→ **Material for this task**:
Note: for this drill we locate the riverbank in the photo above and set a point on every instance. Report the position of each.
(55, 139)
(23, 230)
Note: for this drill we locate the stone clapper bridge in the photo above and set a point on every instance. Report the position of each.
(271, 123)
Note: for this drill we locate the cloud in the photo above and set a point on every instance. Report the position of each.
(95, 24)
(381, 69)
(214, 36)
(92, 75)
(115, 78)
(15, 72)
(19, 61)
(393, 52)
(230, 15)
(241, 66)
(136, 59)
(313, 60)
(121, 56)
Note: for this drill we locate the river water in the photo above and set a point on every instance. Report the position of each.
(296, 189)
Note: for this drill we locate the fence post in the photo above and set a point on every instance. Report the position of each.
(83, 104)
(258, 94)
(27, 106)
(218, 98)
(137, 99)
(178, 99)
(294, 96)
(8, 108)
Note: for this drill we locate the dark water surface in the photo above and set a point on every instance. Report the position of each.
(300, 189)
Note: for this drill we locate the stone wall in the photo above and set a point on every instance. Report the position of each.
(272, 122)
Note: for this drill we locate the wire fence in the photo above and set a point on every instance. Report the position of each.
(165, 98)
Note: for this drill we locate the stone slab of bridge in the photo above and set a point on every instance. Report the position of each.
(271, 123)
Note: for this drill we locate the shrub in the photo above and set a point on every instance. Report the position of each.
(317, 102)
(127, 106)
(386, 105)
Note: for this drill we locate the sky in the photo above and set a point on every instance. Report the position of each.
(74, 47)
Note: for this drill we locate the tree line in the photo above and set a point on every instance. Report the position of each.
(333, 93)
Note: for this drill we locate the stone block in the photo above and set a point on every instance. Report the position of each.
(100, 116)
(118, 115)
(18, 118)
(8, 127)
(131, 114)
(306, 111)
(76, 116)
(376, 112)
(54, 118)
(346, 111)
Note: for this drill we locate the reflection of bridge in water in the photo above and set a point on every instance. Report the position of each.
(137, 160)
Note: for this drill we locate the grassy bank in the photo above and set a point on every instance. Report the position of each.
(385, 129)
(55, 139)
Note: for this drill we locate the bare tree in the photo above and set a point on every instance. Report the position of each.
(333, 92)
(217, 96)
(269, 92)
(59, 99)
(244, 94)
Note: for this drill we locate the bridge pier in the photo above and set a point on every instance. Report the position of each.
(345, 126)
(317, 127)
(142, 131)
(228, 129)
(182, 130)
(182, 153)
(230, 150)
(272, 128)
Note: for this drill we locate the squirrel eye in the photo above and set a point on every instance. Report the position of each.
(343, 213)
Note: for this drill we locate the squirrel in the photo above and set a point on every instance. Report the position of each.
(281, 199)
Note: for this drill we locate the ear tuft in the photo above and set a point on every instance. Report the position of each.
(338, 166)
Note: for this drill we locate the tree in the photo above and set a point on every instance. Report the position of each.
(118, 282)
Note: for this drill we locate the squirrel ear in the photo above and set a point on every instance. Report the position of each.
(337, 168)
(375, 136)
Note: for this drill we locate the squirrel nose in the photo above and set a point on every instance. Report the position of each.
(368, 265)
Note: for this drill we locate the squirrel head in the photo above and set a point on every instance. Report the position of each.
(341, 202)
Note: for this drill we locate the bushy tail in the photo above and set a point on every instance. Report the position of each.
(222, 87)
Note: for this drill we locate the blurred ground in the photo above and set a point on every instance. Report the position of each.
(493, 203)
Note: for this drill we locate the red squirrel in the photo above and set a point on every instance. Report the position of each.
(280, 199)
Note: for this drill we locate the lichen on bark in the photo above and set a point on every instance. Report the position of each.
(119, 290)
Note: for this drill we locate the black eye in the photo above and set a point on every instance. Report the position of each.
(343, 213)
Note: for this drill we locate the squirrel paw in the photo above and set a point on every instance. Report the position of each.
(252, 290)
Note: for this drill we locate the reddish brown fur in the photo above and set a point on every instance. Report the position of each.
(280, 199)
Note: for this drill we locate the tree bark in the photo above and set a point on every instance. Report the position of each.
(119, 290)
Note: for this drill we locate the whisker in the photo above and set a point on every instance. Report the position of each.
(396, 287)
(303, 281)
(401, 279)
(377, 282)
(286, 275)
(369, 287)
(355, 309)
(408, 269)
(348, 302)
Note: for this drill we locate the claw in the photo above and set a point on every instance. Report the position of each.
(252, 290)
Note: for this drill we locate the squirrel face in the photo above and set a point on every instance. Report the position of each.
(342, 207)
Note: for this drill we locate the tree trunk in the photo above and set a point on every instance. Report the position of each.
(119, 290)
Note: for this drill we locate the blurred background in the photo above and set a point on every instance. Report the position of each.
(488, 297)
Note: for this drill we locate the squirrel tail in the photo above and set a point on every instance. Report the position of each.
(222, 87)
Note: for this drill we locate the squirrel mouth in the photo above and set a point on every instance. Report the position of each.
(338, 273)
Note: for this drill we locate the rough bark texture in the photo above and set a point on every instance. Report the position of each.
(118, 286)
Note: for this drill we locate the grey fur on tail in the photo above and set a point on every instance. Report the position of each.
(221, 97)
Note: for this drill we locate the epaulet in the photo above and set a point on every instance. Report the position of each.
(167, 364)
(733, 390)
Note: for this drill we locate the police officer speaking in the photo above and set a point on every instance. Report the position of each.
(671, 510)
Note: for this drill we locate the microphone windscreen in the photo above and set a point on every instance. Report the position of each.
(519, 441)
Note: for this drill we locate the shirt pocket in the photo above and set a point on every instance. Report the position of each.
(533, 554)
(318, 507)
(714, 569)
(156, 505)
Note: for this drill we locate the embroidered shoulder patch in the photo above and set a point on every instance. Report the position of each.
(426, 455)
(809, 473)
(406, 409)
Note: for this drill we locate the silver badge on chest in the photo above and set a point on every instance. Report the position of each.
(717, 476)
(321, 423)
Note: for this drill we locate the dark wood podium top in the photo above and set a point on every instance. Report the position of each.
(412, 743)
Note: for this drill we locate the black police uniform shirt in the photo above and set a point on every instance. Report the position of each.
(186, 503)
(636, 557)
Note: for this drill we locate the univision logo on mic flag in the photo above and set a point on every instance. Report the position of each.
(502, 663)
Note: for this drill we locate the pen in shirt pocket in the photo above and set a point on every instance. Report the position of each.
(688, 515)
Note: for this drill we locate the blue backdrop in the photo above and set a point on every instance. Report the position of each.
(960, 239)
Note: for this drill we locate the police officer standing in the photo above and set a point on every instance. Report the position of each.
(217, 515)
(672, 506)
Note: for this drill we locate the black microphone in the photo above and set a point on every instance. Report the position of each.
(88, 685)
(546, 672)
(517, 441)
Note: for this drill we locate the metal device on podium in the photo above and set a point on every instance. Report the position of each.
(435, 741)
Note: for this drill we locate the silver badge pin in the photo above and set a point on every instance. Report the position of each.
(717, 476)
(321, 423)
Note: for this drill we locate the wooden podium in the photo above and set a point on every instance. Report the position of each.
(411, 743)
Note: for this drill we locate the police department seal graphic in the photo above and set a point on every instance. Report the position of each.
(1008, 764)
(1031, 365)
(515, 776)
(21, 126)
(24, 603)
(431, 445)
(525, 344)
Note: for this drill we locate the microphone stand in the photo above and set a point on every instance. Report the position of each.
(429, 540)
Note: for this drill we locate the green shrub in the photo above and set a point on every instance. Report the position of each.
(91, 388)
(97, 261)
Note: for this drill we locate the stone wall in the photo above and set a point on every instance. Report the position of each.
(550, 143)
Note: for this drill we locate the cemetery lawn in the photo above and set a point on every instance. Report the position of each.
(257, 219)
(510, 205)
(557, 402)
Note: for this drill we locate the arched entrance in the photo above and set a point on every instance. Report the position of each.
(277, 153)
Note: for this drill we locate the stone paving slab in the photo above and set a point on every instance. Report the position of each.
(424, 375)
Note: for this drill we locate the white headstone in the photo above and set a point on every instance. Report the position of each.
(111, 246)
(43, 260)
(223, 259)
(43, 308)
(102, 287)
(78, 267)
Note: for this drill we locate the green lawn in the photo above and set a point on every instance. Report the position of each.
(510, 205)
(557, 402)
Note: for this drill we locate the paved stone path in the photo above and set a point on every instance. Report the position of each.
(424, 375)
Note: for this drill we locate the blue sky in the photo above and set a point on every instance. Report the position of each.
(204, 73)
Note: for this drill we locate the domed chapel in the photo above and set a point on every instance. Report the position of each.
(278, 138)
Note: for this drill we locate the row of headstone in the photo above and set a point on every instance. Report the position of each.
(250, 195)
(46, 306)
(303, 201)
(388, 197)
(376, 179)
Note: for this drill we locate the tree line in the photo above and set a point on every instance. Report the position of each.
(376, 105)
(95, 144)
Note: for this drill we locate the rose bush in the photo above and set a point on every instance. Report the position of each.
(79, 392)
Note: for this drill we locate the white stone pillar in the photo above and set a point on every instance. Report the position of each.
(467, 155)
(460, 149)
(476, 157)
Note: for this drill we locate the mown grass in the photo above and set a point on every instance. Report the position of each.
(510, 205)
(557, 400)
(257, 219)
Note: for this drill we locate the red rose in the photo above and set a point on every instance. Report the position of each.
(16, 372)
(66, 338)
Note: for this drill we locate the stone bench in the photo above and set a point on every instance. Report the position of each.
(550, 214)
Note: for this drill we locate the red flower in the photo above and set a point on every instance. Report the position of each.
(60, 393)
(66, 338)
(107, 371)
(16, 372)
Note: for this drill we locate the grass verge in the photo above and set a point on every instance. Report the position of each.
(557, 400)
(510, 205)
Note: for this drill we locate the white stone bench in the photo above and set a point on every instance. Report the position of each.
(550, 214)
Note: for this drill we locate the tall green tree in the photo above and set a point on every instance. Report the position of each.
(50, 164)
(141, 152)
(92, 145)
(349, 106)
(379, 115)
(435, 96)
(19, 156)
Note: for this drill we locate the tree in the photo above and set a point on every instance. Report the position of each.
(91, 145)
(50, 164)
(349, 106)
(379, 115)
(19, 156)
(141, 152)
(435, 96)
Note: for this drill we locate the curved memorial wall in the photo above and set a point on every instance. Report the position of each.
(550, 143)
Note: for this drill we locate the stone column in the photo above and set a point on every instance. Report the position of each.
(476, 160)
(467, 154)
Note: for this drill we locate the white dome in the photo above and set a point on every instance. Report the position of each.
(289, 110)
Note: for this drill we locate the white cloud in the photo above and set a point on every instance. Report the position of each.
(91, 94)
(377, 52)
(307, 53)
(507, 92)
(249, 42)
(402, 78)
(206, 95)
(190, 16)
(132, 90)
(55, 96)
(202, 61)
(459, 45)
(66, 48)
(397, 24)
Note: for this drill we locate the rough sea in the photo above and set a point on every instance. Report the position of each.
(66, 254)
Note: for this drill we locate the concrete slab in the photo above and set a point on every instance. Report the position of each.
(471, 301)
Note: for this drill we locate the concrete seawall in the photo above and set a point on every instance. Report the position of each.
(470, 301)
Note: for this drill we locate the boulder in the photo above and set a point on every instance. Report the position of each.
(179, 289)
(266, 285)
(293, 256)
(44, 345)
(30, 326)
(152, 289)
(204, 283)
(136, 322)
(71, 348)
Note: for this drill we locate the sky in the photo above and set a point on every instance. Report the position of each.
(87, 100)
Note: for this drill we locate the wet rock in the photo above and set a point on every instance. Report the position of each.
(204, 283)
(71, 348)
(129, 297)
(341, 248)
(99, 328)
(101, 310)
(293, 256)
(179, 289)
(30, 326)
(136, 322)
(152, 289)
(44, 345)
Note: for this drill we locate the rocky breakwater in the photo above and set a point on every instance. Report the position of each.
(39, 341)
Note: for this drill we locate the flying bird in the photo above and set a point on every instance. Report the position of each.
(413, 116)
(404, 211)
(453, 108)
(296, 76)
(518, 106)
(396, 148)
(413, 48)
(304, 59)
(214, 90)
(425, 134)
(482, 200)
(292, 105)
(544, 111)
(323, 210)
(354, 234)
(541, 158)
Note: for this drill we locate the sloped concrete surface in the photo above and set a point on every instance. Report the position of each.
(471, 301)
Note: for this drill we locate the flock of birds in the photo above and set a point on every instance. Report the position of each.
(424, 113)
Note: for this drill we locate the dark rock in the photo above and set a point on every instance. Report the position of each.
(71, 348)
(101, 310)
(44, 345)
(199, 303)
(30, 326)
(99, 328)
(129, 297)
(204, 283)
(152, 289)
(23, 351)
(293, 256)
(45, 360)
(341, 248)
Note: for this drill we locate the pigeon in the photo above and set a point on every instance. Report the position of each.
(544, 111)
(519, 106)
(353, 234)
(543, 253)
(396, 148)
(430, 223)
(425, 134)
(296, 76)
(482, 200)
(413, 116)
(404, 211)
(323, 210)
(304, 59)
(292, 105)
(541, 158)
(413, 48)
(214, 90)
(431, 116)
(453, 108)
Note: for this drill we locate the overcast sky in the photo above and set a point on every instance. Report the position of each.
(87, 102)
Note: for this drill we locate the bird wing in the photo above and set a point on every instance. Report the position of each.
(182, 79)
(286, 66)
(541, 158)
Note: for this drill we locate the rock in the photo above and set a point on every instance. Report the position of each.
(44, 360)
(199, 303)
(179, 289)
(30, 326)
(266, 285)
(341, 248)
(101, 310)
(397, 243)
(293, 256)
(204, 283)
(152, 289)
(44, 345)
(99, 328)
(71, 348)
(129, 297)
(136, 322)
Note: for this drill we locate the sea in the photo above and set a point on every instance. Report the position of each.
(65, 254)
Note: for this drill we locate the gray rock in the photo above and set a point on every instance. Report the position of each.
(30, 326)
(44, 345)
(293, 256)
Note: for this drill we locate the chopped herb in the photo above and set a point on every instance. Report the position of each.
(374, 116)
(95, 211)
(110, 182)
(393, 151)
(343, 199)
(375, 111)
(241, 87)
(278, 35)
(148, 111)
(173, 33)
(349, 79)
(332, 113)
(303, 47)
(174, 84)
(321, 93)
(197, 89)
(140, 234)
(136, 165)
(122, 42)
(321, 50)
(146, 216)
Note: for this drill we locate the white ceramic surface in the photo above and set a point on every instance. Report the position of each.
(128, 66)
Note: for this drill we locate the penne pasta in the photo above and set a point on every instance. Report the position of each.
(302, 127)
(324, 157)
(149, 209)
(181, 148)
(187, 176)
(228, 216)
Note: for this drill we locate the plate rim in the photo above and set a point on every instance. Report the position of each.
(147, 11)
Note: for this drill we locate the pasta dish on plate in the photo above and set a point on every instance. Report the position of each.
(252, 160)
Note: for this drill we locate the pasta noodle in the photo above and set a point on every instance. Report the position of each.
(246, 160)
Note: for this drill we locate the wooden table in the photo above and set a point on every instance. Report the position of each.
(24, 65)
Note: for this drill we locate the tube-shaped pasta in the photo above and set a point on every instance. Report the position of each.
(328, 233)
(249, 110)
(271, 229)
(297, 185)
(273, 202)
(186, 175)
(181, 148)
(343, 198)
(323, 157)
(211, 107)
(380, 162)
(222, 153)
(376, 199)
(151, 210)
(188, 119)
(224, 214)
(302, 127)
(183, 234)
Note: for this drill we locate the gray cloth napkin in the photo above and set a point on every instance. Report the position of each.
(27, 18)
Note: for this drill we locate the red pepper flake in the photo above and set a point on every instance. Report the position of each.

→ **What you are asked to do**: Retype, exactly and only, the lines running from the one with "Note: for this drill we locate the gray cloth" through the final line of the listing above.

→ **Exercise answer**:
Note: for this drill we locate the gray cloth napkin in the photo above and set a point on every instance. Report the position of each.
(27, 18)
Note: for this drill we locate the red pepper flake in the photo above and set a point on every instance. Report the position of each.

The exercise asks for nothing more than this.